→ **Action item**: Copy all lines holding the word "range" from the entries.

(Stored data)
************

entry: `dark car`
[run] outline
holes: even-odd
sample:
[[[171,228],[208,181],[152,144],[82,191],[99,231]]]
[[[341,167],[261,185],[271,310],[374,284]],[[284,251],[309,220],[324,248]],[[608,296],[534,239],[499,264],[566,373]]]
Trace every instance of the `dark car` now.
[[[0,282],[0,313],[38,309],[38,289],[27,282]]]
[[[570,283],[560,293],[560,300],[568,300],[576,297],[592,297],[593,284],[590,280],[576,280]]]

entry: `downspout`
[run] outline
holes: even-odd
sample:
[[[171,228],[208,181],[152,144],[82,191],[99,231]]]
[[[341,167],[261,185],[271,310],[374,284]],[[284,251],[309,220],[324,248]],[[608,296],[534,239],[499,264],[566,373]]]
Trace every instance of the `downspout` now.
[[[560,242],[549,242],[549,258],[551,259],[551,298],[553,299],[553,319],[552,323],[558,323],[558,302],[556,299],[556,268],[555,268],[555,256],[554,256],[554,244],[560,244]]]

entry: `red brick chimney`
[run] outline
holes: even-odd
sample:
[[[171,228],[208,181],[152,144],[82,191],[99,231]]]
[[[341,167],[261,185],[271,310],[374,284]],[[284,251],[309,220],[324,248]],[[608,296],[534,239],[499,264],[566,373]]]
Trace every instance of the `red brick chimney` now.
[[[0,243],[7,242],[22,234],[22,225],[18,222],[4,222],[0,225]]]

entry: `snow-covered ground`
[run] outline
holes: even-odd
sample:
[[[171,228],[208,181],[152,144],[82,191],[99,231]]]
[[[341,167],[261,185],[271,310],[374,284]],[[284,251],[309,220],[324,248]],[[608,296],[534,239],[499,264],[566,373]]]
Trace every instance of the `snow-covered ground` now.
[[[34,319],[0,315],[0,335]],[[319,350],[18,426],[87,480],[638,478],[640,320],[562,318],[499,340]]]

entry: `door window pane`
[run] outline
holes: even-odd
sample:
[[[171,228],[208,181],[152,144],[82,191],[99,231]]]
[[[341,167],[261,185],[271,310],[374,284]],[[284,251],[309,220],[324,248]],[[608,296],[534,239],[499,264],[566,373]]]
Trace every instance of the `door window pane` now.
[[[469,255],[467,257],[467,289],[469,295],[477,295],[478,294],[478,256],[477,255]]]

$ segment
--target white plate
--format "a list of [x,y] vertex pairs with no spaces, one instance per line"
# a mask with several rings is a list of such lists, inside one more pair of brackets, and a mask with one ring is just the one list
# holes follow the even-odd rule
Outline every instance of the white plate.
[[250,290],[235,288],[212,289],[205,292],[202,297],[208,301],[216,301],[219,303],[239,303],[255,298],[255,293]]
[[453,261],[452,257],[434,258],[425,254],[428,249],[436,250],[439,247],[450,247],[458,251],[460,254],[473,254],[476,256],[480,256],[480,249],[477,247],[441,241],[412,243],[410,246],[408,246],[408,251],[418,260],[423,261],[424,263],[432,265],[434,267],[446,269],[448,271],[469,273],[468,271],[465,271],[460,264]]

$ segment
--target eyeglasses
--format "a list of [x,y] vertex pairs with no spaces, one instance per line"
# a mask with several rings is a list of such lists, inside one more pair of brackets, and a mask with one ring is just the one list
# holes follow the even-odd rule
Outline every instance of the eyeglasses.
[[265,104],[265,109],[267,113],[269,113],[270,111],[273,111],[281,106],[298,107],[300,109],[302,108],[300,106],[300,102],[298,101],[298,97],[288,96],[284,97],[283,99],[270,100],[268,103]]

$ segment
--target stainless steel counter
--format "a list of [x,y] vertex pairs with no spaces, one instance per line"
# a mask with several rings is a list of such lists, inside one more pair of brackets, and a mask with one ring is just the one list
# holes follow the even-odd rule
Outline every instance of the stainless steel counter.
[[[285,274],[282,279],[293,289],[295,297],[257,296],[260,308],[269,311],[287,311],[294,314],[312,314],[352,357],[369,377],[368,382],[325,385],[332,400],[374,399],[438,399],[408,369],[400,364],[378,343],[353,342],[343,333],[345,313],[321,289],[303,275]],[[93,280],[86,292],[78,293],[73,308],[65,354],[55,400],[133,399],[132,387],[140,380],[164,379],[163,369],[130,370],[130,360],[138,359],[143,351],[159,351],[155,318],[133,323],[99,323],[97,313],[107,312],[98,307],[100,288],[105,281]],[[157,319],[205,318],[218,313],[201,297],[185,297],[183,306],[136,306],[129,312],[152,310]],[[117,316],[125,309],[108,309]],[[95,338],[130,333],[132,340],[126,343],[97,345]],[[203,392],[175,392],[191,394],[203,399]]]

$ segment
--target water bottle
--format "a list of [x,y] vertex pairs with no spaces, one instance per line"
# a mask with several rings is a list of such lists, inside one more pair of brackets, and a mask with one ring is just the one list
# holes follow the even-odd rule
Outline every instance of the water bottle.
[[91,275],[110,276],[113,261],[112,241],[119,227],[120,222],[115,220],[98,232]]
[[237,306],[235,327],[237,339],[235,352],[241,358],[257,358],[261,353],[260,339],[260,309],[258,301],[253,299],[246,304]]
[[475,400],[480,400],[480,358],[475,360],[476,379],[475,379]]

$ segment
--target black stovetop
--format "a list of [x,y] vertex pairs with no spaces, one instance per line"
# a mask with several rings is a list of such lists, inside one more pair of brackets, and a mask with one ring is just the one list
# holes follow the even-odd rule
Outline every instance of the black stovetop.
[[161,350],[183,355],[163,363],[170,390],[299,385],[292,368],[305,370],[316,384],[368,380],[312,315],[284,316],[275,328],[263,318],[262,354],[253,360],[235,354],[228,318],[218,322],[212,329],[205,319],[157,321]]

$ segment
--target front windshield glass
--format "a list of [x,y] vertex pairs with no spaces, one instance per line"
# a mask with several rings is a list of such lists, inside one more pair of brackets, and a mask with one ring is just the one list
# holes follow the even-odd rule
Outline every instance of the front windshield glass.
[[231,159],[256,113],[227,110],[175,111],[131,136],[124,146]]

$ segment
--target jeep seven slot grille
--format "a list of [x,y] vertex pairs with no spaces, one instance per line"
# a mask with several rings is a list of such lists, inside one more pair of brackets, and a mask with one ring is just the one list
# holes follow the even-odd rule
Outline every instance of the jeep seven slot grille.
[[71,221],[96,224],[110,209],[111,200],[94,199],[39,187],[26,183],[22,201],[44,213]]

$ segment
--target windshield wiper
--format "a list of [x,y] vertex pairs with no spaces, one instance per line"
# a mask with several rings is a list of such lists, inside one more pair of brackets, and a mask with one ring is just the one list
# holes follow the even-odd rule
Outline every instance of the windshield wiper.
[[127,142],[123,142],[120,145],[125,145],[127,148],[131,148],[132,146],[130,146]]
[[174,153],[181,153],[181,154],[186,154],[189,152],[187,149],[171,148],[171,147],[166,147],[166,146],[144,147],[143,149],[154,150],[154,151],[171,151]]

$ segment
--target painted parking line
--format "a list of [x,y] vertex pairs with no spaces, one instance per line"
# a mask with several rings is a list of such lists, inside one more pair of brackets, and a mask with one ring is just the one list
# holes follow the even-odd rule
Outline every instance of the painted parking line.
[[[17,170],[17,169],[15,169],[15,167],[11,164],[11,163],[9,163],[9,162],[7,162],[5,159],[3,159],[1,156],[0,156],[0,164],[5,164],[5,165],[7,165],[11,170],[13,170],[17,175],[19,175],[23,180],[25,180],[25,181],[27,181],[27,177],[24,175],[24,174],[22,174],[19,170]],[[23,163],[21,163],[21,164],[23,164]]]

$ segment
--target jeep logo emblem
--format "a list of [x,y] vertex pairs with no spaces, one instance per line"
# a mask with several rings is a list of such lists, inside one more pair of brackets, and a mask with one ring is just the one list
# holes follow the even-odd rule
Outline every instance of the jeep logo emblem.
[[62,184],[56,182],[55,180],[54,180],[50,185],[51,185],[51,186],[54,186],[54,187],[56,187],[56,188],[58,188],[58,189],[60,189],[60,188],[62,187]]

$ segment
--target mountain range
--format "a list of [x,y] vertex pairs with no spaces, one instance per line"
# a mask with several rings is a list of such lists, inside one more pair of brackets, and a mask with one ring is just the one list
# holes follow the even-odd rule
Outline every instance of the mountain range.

************

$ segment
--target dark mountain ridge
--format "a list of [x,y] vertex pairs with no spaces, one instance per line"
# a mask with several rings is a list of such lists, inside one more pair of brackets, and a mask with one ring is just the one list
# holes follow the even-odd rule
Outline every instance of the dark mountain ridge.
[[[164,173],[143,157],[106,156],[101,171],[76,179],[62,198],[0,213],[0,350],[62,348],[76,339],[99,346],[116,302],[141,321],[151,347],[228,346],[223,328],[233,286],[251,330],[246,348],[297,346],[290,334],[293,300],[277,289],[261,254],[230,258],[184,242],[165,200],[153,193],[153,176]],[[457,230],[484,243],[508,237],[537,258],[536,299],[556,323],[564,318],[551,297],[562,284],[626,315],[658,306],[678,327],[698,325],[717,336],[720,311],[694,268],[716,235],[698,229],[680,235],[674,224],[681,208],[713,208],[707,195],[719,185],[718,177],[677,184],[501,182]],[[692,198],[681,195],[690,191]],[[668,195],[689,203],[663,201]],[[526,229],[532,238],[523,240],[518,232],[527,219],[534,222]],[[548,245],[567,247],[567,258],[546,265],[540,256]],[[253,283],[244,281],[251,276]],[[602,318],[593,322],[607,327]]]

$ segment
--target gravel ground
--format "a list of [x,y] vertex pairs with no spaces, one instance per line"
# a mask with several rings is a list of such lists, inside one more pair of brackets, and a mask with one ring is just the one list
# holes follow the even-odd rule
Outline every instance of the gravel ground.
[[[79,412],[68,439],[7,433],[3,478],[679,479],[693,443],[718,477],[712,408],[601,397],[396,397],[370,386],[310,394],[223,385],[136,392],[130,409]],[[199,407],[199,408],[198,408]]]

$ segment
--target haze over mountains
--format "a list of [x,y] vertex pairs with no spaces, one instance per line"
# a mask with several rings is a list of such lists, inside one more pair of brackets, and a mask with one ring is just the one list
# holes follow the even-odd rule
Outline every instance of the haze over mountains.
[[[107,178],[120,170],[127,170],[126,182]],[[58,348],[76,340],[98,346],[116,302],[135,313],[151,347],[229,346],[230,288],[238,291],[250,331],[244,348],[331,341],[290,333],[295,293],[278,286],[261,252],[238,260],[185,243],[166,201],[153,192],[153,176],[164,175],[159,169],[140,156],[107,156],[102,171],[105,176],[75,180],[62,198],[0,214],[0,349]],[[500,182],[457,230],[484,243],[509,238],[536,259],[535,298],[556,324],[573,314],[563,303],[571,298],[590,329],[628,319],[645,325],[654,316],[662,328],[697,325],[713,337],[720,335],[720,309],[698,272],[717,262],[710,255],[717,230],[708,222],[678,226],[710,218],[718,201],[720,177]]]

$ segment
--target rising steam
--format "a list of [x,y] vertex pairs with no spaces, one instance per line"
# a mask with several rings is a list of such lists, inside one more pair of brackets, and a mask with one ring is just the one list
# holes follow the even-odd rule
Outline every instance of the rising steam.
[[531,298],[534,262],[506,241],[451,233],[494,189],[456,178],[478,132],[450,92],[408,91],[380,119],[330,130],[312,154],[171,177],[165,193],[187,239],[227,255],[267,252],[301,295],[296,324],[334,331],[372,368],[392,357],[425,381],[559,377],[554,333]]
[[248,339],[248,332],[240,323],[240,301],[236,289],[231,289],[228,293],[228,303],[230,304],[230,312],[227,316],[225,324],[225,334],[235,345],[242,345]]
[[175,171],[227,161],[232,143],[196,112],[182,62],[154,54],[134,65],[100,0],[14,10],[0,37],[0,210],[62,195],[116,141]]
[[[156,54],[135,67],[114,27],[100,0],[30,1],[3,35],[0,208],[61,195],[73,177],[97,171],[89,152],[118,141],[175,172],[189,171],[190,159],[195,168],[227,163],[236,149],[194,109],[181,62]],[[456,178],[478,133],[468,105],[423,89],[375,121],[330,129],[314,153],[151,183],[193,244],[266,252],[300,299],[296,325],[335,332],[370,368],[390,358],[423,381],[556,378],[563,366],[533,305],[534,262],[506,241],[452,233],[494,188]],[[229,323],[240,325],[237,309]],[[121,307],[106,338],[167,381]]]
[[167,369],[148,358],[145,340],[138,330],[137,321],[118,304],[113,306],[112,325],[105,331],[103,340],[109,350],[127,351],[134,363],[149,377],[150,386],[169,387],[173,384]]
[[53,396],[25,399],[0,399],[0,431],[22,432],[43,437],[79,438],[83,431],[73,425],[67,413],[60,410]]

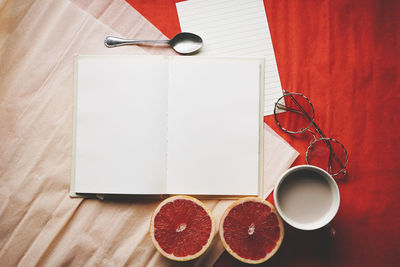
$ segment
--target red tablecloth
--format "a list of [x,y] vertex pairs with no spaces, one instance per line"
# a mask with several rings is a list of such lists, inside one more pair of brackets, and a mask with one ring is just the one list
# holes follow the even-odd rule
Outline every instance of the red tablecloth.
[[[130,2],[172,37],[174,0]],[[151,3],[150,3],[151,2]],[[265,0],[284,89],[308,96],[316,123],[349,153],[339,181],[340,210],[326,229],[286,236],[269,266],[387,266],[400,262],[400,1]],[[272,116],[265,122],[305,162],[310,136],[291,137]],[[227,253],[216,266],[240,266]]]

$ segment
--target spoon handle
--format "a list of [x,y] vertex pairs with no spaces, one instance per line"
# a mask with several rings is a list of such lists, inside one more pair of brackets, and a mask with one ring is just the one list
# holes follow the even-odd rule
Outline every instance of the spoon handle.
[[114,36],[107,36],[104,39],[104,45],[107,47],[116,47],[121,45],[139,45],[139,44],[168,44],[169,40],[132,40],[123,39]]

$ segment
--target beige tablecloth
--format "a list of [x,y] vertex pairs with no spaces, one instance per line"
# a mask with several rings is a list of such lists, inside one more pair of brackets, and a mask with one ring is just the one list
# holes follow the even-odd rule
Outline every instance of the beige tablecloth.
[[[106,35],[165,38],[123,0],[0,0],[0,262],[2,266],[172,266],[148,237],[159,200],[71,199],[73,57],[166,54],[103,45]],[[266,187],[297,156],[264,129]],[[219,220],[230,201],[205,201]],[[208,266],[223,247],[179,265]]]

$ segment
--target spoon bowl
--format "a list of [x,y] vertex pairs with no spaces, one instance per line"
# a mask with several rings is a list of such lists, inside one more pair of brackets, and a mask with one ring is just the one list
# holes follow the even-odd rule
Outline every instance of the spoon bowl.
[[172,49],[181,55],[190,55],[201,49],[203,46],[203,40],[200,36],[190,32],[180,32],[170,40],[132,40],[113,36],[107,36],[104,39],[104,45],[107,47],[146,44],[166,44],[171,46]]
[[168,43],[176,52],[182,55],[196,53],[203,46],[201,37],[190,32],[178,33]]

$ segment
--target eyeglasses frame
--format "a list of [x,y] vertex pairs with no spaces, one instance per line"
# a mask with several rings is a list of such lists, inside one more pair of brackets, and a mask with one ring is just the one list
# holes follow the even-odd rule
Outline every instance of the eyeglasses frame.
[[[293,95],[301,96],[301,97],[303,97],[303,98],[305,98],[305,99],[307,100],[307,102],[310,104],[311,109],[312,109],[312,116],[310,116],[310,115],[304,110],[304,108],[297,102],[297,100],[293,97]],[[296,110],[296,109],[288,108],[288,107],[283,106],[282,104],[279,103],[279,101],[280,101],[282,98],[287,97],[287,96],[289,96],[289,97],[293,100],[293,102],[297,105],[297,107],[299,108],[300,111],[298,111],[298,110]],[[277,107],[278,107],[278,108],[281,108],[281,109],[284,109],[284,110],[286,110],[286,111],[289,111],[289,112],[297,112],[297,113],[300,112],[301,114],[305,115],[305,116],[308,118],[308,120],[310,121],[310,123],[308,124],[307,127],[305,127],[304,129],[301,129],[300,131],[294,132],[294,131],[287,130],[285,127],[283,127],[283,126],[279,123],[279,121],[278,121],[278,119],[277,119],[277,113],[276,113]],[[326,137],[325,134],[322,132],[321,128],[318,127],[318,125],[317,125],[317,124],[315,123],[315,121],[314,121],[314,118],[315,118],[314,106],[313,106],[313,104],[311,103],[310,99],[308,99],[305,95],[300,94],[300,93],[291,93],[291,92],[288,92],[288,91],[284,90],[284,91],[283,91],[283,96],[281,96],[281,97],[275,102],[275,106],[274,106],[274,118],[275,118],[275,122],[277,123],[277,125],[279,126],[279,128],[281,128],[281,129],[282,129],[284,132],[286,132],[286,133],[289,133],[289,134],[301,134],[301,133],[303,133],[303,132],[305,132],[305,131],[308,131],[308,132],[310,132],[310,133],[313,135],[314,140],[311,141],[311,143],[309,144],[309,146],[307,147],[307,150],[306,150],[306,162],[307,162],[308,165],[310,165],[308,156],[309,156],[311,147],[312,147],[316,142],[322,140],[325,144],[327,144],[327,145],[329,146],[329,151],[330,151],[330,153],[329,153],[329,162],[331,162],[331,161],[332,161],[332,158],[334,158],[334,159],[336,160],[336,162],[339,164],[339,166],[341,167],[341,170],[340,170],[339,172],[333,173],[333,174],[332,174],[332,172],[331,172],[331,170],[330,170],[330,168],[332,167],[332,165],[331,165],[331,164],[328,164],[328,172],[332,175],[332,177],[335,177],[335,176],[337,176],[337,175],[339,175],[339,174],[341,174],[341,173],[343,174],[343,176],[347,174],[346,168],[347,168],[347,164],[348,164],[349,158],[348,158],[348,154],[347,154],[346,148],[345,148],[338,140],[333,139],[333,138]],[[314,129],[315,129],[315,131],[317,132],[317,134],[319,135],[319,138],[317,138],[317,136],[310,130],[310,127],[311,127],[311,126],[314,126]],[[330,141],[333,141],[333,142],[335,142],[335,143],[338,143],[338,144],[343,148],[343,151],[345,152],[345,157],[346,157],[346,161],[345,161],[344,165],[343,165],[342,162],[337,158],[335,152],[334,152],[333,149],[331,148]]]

************

→ **Answer below**:
--target mountain range
Outline every instance of the mountain range.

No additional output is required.